-- START --

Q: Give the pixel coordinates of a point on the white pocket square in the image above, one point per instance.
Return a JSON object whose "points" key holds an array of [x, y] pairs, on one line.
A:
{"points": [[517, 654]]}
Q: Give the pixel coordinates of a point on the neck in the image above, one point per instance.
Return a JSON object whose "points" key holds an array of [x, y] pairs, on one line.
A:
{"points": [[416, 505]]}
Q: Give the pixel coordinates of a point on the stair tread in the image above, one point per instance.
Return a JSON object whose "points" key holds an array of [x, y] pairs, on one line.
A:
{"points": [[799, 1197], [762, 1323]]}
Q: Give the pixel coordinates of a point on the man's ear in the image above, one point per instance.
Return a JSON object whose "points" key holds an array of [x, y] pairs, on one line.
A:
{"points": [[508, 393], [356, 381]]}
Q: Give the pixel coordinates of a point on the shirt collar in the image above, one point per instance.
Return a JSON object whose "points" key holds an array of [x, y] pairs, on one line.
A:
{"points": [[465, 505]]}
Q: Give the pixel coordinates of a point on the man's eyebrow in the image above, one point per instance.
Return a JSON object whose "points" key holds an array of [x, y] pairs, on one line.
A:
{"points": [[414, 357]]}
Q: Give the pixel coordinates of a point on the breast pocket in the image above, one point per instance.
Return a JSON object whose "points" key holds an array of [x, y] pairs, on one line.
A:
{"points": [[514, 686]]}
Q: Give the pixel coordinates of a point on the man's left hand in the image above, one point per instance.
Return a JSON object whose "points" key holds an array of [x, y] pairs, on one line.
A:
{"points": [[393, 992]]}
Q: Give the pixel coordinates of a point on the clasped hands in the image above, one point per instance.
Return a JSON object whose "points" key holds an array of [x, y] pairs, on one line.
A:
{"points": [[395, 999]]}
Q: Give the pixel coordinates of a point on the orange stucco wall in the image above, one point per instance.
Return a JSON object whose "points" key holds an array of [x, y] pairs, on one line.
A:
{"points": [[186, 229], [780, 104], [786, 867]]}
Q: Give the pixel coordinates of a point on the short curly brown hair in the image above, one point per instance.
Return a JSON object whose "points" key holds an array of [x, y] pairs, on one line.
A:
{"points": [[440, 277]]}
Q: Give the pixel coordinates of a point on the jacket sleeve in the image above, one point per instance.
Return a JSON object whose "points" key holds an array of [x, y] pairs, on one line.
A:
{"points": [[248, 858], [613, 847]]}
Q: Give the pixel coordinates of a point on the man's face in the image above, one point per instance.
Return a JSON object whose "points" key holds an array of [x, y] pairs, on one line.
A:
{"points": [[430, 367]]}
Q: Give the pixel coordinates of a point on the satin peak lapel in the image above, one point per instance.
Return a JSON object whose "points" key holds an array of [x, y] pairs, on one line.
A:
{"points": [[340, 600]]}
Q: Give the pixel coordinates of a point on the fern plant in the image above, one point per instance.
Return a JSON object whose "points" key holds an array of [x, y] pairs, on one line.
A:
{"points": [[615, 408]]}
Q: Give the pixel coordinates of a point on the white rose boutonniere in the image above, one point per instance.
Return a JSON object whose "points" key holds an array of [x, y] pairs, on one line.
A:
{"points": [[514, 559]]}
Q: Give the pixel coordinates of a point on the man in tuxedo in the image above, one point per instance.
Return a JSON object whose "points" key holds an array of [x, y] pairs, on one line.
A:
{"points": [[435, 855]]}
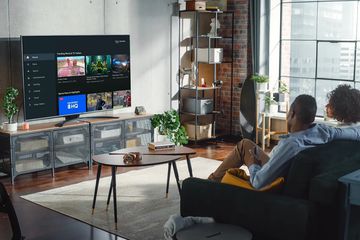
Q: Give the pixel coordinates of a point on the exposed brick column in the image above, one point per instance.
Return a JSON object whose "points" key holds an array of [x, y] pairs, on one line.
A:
{"points": [[241, 65]]}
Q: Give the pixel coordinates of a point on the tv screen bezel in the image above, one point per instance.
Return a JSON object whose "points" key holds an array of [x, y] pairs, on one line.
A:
{"points": [[96, 112]]}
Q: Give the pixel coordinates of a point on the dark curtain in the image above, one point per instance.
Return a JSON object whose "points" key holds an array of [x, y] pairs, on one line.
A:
{"points": [[259, 44]]}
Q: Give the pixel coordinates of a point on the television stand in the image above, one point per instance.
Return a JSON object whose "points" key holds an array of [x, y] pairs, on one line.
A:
{"points": [[77, 118]]}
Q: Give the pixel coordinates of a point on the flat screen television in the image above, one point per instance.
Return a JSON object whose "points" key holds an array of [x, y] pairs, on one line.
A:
{"points": [[65, 76]]}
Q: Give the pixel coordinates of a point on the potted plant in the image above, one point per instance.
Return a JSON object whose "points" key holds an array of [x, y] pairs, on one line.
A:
{"points": [[271, 105], [168, 123], [283, 90], [10, 108], [261, 81]]}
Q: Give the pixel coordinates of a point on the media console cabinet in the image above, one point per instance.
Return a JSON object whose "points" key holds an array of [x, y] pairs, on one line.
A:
{"points": [[46, 147]]}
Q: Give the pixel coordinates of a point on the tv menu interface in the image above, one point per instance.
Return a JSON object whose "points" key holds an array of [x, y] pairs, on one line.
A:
{"points": [[69, 75]]}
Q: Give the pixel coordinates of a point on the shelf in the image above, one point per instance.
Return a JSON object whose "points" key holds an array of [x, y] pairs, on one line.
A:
{"points": [[203, 11], [199, 139], [108, 139], [200, 88], [46, 149], [213, 37], [70, 145], [137, 131], [194, 114]]}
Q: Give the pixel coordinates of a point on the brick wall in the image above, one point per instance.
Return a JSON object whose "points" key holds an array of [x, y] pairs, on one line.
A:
{"points": [[241, 65]]}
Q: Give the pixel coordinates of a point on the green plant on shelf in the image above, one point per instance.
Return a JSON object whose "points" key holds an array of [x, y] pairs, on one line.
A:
{"points": [[9, 105], [260, 78], [269, 100], [168, 123], [283, 88]]}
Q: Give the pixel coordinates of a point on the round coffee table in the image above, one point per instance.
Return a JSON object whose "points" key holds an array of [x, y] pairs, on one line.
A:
{"points": [[115, 161], [176, 151]]}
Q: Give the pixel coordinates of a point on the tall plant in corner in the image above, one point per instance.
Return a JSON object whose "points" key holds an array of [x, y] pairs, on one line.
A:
{"points": [[168, 123], [10, 108]]}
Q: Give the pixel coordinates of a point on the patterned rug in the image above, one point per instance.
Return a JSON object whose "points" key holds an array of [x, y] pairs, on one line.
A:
{"points": [[141, 203]]}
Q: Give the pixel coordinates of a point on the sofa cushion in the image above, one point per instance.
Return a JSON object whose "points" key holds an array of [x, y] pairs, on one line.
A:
{"points": [[322, 159], [266, 215], [324, 187]]}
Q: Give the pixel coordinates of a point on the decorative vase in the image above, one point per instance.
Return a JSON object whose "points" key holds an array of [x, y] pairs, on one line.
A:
{"points": [[261, 87], [282, 97], [10, 127], [160, 137], [274, 108]]}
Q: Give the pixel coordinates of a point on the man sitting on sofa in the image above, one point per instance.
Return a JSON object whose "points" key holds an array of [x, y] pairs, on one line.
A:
{"points": [[303, 134]]}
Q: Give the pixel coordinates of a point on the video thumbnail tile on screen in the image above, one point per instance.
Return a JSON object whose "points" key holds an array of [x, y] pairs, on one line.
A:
{"points": [[98, 65], [122, 98], [99, 101], [71, 66]]}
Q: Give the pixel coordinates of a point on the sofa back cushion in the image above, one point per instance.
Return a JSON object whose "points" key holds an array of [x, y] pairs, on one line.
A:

-- END --

### Instructions to follow:
Reproduce every item above verbatim, leaving out the pictures.

### Worked solution:
Q: Give the pixel coordinates of a point on the white pocket square in the image above, one point per instance.
Return a JSON object whose "points" key holds an array of [x, y] pairs, on one line.
A:
{"points": [[517, 654]]}
Q: Give the pixel coordinates of a point on the neck in the image above, one point per instance.
Return a JSON object whose "points" key holds an array of [x, y] pairs, on one line.
A:
{"points": [[416, 505]]}
Q: Give the pixel coordinates of a point on the stair tread in the image above, one point per instance.
Return a JSON object whose "points" key holds an array of [x, y] pairs, on one line.
A:
{"points": [[799, 1197], [762, 1323]]}
Q: Give the pixel coordinates of a point on the man's ear in the image above, one point per instance.
Return a JSON object whose "points" key holds an array of [x, y] pairs, on one line.
A:
{"points": [[508, 393], [356, 381]]}
Q: Give the pixel coordinates of a point on the shirt collar in the image above, one point per instance.
Return a JSON object whose "points" key holds an array of [x, y] pairs, on one line.
A:
{"points": [[465, 505]]}
Q: Give the pixel coordinates of a point on the man's eyebrow in the image above, one point per instance.
Return a JSON object whose "points" key holds an array of [x, y] pairs, on one line.
A:
{"points": [[414, 357]]}
Q: Give the pixel coordinates of a point on the breast pocket in the image above, one point per instance.
Return a JSON object whose "points" key holds an array of [x, y] pairs, on one line.
A:
{"points": [[514, 686]]}
Q: Give the pixel coordinates of a point on the man's left hand in the image above, one point per instance.
Return a JSON object whose "points" key holds an array of [x, y] pairs, on one line.
A:
{"points": [[393, 992]]}
Q: Give the pixel coordinates of a point on the clasped hands in the image above, one point per instance.
Return a JSON object whose "points" key holds an array of [x, y] pairs, on one line.
A:
{"points": [[395, 999]]}
Q: Give the pixel coordinates of a point on the orange stucco wall in the image above, one point per instance.
Return a JSON object whose "points" key holds an array of [x, y] pairs, on one line.
A:
{"points": [[186, 229], [780, 104], [786, 867]]}
Q: Give the pixel coordinates of a point on the short curly brown hair in the image above, one point per instance.
Return a JSON object whose "points" key holds an array of [x, y] pairs, on one line.
A:
{"points": [[440, 277]]}
Q: Give the pixel coordinates of a point on the jacket sleeve in the image above, one point per instance.
Return a JSON object whose "points" key holds an array of [x, y] pairs, on one line.
A:
{"points": [[248, 858], [613, 847]]}
Q: Give the pixel coordinates of a point on the man's face in the image above, one point per instance.
Return a JSON object whose "points" key holds an array of [x, y] pairs, on one line.
A:
{"points": [[430, 367]]}
Q: Give the pixel coordinates of a point on the satin peak lapel in the image above, one point per instance.
Return a JSON object whose "points" key holds an array of [x, y] pairs, on one line.
A:
{"points": [[340, 600]]}
Q: Give the pixel coordinates of a point on the fern plant in the image above, one point per instance.
Return a JSON object whose "points" key holds an array of [x, y] pairs, on one line.
A:
{"points": [[615, 408]]}
Q: Give the pixel coordinates of a point on the white rose boutonniere in the image above, one point per instance.
Return a JSON object whose "points" key holds an array of [x, y] pairs, on one line.
A:
{"points": [[514, 559]]}
Q: Give the pixel coordinates of a point on the man in tuxedo in the image above, one point per instance.
Return a JSON object whose "points" key holds an array of [x, y] pairs, on one line.
A:
{"points": [[435, 855]]}
Q: Give the pixel coordinates of a point on the exposed brick column in the image above, one point per instance.
Return a JSON object whose "points" key holds an array of [x, y] pairs, on one line.
A:
{"points": [[241, 65]]}
Q: Give the pixel coordinates of a point on the tv screen bezel in the image above, one point per instance.
Return a JSON object whose "points" key holds an array of [x, y] pairs, on one line.
A:
{"points": [[96, 112]]}
Q: Give the pixel coordinates of a point on the dark curtain in the image above, one point per instance.
Return a JSON object whose "points" key holds an array of [x, y] pairs, on one line.
A:
{"points": [[259, 44]]}
Q: Give the pixel coordinates of a point on the television stand in the image above, one point per instance.
Return a JSON object whose "points" key holds an array of [x, y] pairs, on one line.
A:
{"points": [[77, 118]]}
Q: Give the pixel coordinates of a point on the flat screen television in the image above, one point per instance.
Return a JSON object whose "points" key holds an array of [x, y] pairs, on one line.
A:
{"points": [[65, 76]]}
Q: Give the pixel coordinates of a point on the potted plant in the image above, one point per instance.
Return a JSON object whose "points" key holds an array of [x, y] pairs, on one line.
A:
{"points": [[271, 105], [168, 123], [283, 90], [10, 108], [261, 81]]}
Q: Give the pixel coordinates of a point on the media console cabinet in the image above, one point per instance.
Return a JSON object whose "points" key holds an array of [x, y] pairs, on one line.
A:
{"points": [[46, 147]]}
Q: Give the pixel coordinates of a point on the tv menu interface in the image above, one point per instance.
Return a JSON object whose "points" key holds an array of [x, y] pairs, on one line.
A:
{"points": [[69, 75]]}
Q: Give the pixel coordinates of a point on the shelf in the image above, one point per instance.
Return a JSON object whose "points" key holds an array of [x, y] pairs, on one line.
A:
{"points": [[203, 11], [199, 139], [108, 139], [200, 88], [46, 149], [213, 37], [70, 145], [137, 131], [194, 114]]}
Q: Give the pixel coordinates of a point on the brick wall in the image above, one point per instance.
Return a JSON object whose "points" key holds an array of [x, y] pairs, on one line.
A:
{"points": [[241, 65]]}
Q: Give the pixel coordinates of a point on the green plant on shelf in the image above, one point per instance.
Return a JSON object whose "points" key holds an array of [x, y] pairs, on one line.
A:
{"points": [[9, 105], [260, 78], [269, 100], [168, 123], [283, 88]]}
Q: Give the pixel coordinates of a point on the round coffee table in the image above, one point per instance.
Return a JSON object whose "points" key holds an array of [x, y] pairs, on one line.
A:
{"points": [[115, 161], [176, 151]]}
Q: Give the pixel coordinates of a point on the tall plant in corner in the image above, one point per instance.
Return a JSON object whose "points" key holds an array of [x, y] pairs, on one line.
A:
{"points": [[168, 123], [10, 108]]}
Q: Give the pixel coordinates of a point on the patterned rug in the image above, one point per instance.
Return a JSON object whose "points" key holds an array of [x, y] pairs, on one line.
A:
{"points": [[141, 203]]}
Q: Give the pixel coordinates of a point on the sofa cushion in the image above, one point per instance.
Return a JSON object whose "points" key holds an array of [x, y] pairs, on one line.
A:
{"points": [[322, 159], [266, 215], [324, 187]]}
Q: Give the pixel coordinates of a point on the decorative vase in the image above, one point per instance.
Return a JSON object whose "points" key holds an array of [x, y] pairs, on one line.
A:
{"points": [[261, 87], [282, 97], [10, 127], [160, 137], [274, 108]]}
Q: Give the pixel coordinates of a point on the man sitting on sofa in the image above, one point per instance.
Return a JSON object whose "points" key holds an array of [x, y] pairs, on one line.
A:
{"points": [[303, 134]]}
Q: Give the pixel coordinates of a point on the video thumbnail tile on screen in the image above, one point per instance.
Return a JSON object whose "points" key holds an array of [x, y] pairs, on one line.
A:
{"points": [[98, 65], [122, 98], [99, 101], [71, 66]]}
Q: Give the pixel coordinates of a point on the sofa back cushion in the image above, one point per instance.
Return a JSON object whose "points" key holds an array of [x, y] pairs, on one line.
A:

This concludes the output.